* [KUTIPAN TERPILIH]:

Karena itu suatu yang sebenarnya sangat keliru bila ada yang mengklaim sebagai ‘rasionalist’ tapi selalu menyertakan syarat bukti fisik,karena sebenarnya bila harus jujur kepada akal maka seluruh pemikir diseluruh dunia seharusnya bersepakat dengan prinsip ini : bahwa bagi akal pada dasar nya yang benar itu bukan yang terlihat mata tapi yang bisa difahami oleh cara berfikir logika akal.artinya kita harus memilah dengan jelas dan tegas antara prinsip rasional yang orientasi pada cara berfikir murni akal dengan prinsip empiris yang orientasi pada bukti fisik,sehingga tidak tumpang tindih sebagaimana terjadi dalam filsafat dan sains,sebab bila tidak kita luruskan maka akan teramat banyak deskripsi agama yang divonis sebagai ‘irrasional’ hanya karena dianggap tidak bisa menyertakan bukti empiric yang langsung,dan kasus demikian menjadi bukti nyata adanya kerancuan pemahaman antara prinsip rasionalistik dengan prinsip empiristik.

Dan ketiga kita harus membersihkan ilmu logika dan istilah ‘rasional’ itu dari ekspansi pemikiran bebas negative manusia jangan sampai hal hal yang sebenarnya lebih merupakan bentuk khayal dan pemikiran negative tapi di klaim sebagai ‘rasional’ hanya karena dianggap berasal dari pemikir besar.ambil contoh pernyataan yang berasal dari seorang Descartes : ‘aku berfikir karena itu ada’ sering dianggap orang sebagai salah satu bentuk pernyataan ‘rasional’ padahal sebenarnya itu hanya sebuah bentuk pemikiran spekulatif yang dijadikan ‘filosofi’ tersendiri oleh sang pemikir dalam melihat keberadaan dirinya. sebab bila kita bedah pernyataan itu dengan mekanisme ilmu logika maka kita harus tunduk pada kenyataan bahwa secara logika ‘ada’nya seseorang atau sesuatu itu tidaklah  bergantung pada disadari atau tidaknya keberadaan nya  itu baik oleh dirinya maupun oleh orang lain,sama dengan seorang bayi itu harus disebut ‘ada’ walau ia tidak menyadari dirinya ada,atau seorang yang tengah tertidur tak bisa dikatakan ‘tidak ada’ hanya karena ia tidak menyadari dirinya ada,atau sama dengan planet itu sejak dulu ‘ada’ walau keberadaannya belum diketahui manusia.jadi sangat tidak logis kalau unsur manusia atau kesadaran manusiawi menjadi tolok ukur yang menentukan ada atau tidak adanya sesuatu.

Dan banyak pernyataan para pemikir besar yang bila ditela’ah sebenarnya hanya bentuk pemikiran bebas spekulatif semata tapi sering dianggap sebagai suatu yang ‘rasional’ hanya karena berasal dari filosof tertentu atau karena berasal dari wacana filsafat. sehingga secara umum filsafat atau pemikiran yang datang dari para filosof sering di definisikan orang sebagai ‘pemikiran rasional’ suatu yang sebenarnya salah besar dan bisa menyesatkan sebab yang datang dari filsafat itu selalu sesuatu yang senantiasa bersifat relative : ada yang rasional - ada yang tidak,sebagaimana juga ada yang benar dan ada juga yang salah,dan karena itu tak bisa dikultuskan sebagai ‘selalu rasional’ apalagi dikultuskan sebagai ‘selalu benar’.

* [DATA YANG DIBERIKAN]:

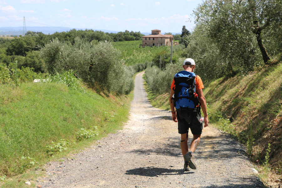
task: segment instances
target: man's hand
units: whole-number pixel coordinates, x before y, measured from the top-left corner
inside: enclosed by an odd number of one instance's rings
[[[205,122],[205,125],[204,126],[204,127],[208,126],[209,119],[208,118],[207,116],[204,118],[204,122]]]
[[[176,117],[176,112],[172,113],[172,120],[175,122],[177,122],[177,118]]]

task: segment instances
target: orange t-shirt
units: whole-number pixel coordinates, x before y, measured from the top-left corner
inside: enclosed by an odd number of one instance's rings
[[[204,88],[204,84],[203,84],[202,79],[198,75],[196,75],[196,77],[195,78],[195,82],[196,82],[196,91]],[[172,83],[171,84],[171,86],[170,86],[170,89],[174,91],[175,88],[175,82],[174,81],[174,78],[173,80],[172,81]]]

--

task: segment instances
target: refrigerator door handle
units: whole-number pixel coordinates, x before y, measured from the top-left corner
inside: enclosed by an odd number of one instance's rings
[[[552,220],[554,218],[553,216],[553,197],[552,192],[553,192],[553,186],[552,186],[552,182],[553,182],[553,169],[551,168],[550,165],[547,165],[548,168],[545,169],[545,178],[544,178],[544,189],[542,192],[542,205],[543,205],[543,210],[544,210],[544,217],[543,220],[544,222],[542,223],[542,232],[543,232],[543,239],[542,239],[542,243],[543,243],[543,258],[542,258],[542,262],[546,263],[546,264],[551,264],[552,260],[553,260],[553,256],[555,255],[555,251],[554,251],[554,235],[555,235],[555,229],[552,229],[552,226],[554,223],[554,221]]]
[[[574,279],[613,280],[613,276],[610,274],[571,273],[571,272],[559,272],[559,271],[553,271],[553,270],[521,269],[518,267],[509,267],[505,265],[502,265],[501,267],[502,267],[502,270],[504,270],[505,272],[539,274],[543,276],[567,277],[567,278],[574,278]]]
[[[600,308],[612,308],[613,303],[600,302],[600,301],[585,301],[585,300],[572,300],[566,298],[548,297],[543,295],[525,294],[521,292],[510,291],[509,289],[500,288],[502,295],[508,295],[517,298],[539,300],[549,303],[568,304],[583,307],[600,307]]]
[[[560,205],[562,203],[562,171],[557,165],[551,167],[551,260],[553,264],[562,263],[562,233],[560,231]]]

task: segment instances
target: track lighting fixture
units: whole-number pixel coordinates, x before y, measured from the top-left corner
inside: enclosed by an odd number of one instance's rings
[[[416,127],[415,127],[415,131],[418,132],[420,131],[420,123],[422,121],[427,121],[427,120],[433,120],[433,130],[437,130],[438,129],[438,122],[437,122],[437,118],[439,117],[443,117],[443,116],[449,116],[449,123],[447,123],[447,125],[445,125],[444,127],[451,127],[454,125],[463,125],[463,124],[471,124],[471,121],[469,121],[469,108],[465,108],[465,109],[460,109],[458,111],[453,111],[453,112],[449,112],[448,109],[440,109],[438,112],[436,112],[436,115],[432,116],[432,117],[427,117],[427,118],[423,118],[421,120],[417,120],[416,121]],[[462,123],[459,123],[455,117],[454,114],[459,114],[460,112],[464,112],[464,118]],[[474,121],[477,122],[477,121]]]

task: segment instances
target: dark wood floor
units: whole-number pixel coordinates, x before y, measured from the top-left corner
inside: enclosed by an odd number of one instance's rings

* [PETUNJUK LATIHAN]:
- 1) Sebutkan setiap baris data yang memuat kata "target", lalu salin baris itu utuh.
- 2) Tuliskan lanjutan teks tentang pemikiran rasional, dimulai setelah kalimat terakhirnya.
Teks tentang pemikiran rasional tidak ada hubungannya dengan data.

* [HASIL AKHIR]:
- 1)
target: man's hand
target: orange t-shirt
target: refrigerator door handle
target: track lighting fixture
target: dark wood floor

- 2)
Karena itu kita harus merekonstruksikan apa itu ilmu logika se konstruksif mungkin agar tak ada jalan bagi teori atau pemikiran bebas atau isme tertentu yang sebenarnya bila dikaji dengan prinsip ilmu logika bertentangan dengan konsep dasar logika tapi sering mengatas namakan sebagai suatu yang ‘logis’ atau ‘bersesuaian dengan rasio’.ambil contoh : faham atheisme sering beranggapan bahwa pandangan mereka berlandaskan kepada prinsip ‘rasional’ tapi coba kaji pandangan pandangan dasar atheisme maka akan kita temukan bahwa cara berfikir faham ini pada dasarnya sangat bertentangan dengan cara berfikir logika akal.contoh : ketidak percayaan pada adanya Tuhan itu sama sekali bukan keputusan rasio karena itu sama dengan beranggapan bahwa segala keteraturan bisa berasal dari kebetulan,padahal menurut logika akal tak akan pernah ada kebetulan yang bisa melahirkan keserba teraturan bahkan bila seluruh ilmuwan melakukan uji coba atas prinsip demikian. keteraturan secara logika hanya bisa berasal dari adanya maha pengatur yang menurut logika hanya harus satu sebab bila lebih maka akan ada pertentangan diantara dua atau lebih pengatur.itulah deskripsi rasional atas keharusan adanya Tuhan yang harus satu.dan terlalu banyak pemikir besar yang berhasil mengkonsepsikan kebenaran agama dengan rasio tapi sebagian manusia malah tetap beranggapan agama sebagai bertentangan dengan rasio apa sebab (?) sebab dasarnya sebenarnya hanya satu yaitu adanya sudut pandang materialist dalam diri manusia.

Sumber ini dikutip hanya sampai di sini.